**Bloco de texto:**
++++++++++++++++++++
Abordagem Cirúrgica Sequencial do Queratocone I: Definição e Diagnóstico
O queratocone (QC) é uma ectasia corneana não inflamatória, geralmente bilateral e assimétrica (Fig 1). Cursa com um adelgaçamento e encurvamento progressivos induzindo um astigmatismo irregular; esta deformação sectorial da córnea localiza-se preferencialmente no quadrante infero-temporal.
Os sintomas são altamente variáveis e dependem da fase da progressão da doença. No início pode não haver sintomas, mas progride de forma insidiosa e clinicamente subtil, com distorção significativa da visão na doença avançada.
Afecta aproximadamente 1 em cada 2000 pessoas; surge geralmente na puberdade, com 75% dos casos diagnosticados antes dos 25 anos. Normalmente a progressão abranda a partir da 3ª década e a gravidade está geralmente relacionada com a precocidade do seu aparecimento. Envolve ambos os sexos e todos os grupos étnicos.
A etiologia desta patologia não está claramente esclarecida, mas existe um vínculo genético importante (10% dos casos com história familiar), a associação com o síndrome de Down (prevalência 10 a 300 vezes mais elevada) e doenças do colagénio (síndromes de Marfan e Elhers-Danlos).
Por outro lado, a associação com a atopia e a conjuntivite vernal é amplamente reconhecida e o coçar do olho (“eye rubbing”), presente em mais de um terço dos doentes, tem sido apontado como crucial na fisiopatologia desta doença.
O impacto visual desta patologia surge duma deformação localizada na córnea, que gera um desacerto na frente de onda de luz que penetra no globo ocular e progride em direcção à retina; dada a irregularidade desta frente de onda, o erro de focagem não consiste numa simples refracção de miopia ou astigmatismo regular, mas antes em aberrações ópticas de alta ordem, que, a não ser em casos leves ou incipientes, não são possíveis de compensar com óculos ou lentes de contacto hidrófilas comuns.
++++++++++++++++++++
**Dados fornecidos:**
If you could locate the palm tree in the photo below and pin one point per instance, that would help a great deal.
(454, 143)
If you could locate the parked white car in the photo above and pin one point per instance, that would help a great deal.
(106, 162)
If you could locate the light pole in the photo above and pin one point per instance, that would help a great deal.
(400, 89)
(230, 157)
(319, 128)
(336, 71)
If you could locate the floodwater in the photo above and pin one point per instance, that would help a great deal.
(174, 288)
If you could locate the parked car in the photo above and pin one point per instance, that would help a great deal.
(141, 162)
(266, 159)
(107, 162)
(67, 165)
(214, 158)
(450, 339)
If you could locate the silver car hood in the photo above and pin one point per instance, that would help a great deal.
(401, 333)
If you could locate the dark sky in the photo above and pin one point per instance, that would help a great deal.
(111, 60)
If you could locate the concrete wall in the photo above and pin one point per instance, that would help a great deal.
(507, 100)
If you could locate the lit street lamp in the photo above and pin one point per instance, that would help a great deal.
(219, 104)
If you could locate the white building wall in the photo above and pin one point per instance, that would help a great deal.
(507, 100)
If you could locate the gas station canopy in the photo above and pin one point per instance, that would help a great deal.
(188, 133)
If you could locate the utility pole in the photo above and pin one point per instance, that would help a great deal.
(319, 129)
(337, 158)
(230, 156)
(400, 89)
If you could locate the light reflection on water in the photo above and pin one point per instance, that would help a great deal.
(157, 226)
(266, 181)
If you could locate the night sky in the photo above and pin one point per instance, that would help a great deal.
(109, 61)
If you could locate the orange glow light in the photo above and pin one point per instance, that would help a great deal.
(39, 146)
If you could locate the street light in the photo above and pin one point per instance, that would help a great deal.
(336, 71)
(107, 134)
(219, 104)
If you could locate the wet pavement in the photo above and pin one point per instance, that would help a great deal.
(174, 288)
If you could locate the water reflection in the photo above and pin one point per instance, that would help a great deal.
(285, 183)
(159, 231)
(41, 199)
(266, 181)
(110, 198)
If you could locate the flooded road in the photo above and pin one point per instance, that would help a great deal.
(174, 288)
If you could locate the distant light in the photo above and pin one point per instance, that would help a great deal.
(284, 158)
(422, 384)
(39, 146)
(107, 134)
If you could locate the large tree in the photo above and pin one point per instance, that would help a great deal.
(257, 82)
++++++++++++++++++++
**Tarefa 1:**
Traduza para inglês a seguinte frase do texto sobre o queratocone: "Afecta aproximadamente 1 em cada 2000 pessoas; surge geralmente na puberdade, com 75% dos casos diagnosticados antes dos 25 anos."
**Tarefa 2:**
Responda, com base no texto sobre o queratocone, às perguntas seguintes:
(a) Em que quadrante da córnea se localiza preferencialmente a deformação?
(b) Que percentagem dos casos tem história familiar?
(c) Em que proporção dos doentes está presente o coçar do olho?
**Tarefa 3:**
Prolongue o texto sobre o queratocone a partir da última frase apresentada.
Não é preciso consultar as linhas.

**Resultado 1:**
It affects approximately 1 in every 2,000 people; it usually appears at puberty, with 75% of cases diagnosed before the age of 25.

**Resultado 2:**
(a) No quadrante infero-temporal.
(b) 10% dos casos.
(c) Em mais de um terço dos doentes.

**Resultado 3:**
O diagnóstico do queratocone pode inicialmente ser levantado por queixas de dificuldade visual marcada, em idade característica, e por alterações frequentes da graduação em pouco tempo.
Existem alterações específicas observáveis no exame biomicroscópico tais como os sinais de Munson (Fig 2) e estrias de Vogt, mas os casos mais subtis podem apenas ser diagnosticados pela análise morfológica e das aberrações ópticas da córnea.
Os novos tomógrafos corneanos permitem caracterizar e detectar alterações mais precoces da paquimetria, das curvaturas e elevações, quer da superfície anterior quer da posterior da córnea e monitorizar a sua progressão através da quantificação de vários índices numéricos (Fig 3).
Por outro lado, a caracterização biomecânica da córnea com o ORA e mais recente com o Corvis ST tem também contribuído para a detecção de casos de queratocone incipiente.